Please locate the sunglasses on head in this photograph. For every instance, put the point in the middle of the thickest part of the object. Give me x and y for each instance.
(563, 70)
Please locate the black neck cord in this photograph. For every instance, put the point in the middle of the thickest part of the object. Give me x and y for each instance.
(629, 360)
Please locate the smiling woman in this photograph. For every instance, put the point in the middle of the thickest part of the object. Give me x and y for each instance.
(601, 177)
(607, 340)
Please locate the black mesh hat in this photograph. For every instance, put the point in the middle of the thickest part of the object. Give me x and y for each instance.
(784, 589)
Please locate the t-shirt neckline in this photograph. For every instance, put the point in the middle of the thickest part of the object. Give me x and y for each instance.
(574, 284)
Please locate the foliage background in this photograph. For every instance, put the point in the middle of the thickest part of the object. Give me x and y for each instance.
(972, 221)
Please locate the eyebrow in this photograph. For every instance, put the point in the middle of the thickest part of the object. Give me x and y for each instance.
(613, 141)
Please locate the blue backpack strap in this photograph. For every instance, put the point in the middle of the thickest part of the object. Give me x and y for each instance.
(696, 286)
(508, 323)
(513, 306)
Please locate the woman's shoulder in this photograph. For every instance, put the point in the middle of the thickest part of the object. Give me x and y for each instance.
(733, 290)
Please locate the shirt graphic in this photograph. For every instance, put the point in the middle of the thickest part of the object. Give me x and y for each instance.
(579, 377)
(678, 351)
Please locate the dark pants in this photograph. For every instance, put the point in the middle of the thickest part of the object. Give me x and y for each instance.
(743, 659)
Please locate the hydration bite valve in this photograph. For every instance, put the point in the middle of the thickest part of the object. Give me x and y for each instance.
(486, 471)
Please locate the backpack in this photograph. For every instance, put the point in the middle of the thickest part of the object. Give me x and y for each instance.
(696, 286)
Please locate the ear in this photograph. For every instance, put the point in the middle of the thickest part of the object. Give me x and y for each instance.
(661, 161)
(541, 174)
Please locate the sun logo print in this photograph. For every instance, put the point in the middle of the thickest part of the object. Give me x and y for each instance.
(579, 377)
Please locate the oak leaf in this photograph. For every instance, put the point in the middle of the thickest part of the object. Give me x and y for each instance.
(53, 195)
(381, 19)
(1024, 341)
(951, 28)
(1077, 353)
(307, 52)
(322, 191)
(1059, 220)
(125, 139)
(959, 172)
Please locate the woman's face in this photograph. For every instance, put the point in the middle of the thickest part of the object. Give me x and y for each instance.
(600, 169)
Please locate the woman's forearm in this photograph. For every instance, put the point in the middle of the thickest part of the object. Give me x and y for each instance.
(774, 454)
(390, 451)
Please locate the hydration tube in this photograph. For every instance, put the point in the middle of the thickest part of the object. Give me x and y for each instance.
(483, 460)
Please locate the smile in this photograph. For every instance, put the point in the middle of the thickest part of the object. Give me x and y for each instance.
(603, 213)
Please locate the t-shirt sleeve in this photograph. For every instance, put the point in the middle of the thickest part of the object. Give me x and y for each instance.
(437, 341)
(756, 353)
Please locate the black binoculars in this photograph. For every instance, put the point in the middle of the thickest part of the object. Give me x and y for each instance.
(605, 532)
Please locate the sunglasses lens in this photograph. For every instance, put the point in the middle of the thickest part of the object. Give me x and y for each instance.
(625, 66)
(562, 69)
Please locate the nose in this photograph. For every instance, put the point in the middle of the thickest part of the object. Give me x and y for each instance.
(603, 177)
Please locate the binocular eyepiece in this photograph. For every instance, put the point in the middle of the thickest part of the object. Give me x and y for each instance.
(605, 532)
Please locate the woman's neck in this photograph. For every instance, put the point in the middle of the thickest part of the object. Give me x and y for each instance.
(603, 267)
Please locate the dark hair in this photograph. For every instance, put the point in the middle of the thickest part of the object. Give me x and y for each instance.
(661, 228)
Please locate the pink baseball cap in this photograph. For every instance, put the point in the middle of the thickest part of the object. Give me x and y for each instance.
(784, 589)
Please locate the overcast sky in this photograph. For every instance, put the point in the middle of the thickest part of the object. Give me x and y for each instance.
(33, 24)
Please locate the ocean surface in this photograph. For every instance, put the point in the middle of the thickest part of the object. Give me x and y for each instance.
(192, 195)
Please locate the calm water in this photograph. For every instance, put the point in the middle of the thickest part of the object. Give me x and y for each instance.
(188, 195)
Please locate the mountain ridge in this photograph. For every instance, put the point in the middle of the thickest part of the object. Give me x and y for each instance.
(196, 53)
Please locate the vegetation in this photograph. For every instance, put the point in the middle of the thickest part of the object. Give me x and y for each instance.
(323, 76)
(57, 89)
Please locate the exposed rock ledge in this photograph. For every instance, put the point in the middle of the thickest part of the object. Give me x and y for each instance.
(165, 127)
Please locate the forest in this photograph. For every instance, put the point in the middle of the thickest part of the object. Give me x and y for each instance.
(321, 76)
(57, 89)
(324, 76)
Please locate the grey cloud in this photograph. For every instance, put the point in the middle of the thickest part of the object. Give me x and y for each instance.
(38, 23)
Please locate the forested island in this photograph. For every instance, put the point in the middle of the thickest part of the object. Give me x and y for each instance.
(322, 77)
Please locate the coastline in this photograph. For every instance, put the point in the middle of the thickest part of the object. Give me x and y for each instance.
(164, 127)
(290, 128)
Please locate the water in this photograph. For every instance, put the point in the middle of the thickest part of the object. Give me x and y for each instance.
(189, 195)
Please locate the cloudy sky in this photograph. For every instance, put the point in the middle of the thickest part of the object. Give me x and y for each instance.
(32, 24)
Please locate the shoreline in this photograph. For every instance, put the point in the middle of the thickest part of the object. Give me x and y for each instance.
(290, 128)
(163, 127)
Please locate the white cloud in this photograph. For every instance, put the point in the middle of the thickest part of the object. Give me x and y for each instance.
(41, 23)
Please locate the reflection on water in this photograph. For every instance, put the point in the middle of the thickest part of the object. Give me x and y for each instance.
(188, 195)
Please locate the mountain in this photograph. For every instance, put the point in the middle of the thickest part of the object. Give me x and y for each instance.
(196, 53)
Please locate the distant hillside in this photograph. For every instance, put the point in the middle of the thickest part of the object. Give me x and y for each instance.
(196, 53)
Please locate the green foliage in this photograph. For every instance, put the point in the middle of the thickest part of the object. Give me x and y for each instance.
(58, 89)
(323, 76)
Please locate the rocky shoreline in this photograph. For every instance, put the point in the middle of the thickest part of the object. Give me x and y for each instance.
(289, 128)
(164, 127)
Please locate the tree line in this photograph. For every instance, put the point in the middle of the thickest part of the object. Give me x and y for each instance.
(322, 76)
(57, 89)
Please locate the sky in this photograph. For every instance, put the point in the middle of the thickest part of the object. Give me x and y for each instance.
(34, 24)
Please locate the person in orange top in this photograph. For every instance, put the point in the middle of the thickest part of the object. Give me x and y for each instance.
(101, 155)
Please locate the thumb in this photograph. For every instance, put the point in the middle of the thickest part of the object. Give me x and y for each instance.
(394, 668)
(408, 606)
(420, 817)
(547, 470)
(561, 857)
☆ ☆ ☆ ☆ ☆
Task description: Reproduce the records from the line containing "Please locate the distant" through the end of the records, replacing "photograph" with "image" and leaving everything else unchanged.

Response:
Please locate the distant hillside in this image. For every instance, put the point in the middle of the thickest part of the object. Give me x and y for each instance.
(196, 53)
Please locate the green foliage in this image. For every instance, put the point in the middle of the thickest part of the object. Give me x and y for each instance.
(58, 89)
(323, 76)
Please locate the rocky shoreline in this image. For every instance, put the point in the middle of the thickest part of the object. Give me x and y for each instance.
(289, 128)
(164, 127)
Please locate the tree line in this image. For every instance, put the point in the middle of the thickest part of the object. Give me x and y for each instance.
(322, 76)
(57, 89)
Please locate the sky in this image. For every instance, put the point in the middle of the thickest part of the object. Give me x and y for each instance.
(34, 24)
Please locate the person in orange top in this image. For every instance, put the point in the middle of the thickest part of the object. Give me x and y for each instance.
(101, 155)
Please locate the thumb in this image. For every instance, put the point in the middle of the thickest part of the object. Give me x and y for each instance.
(394, 668)
(408, 606)
(420, 817)
(547, 470)
(561, 857)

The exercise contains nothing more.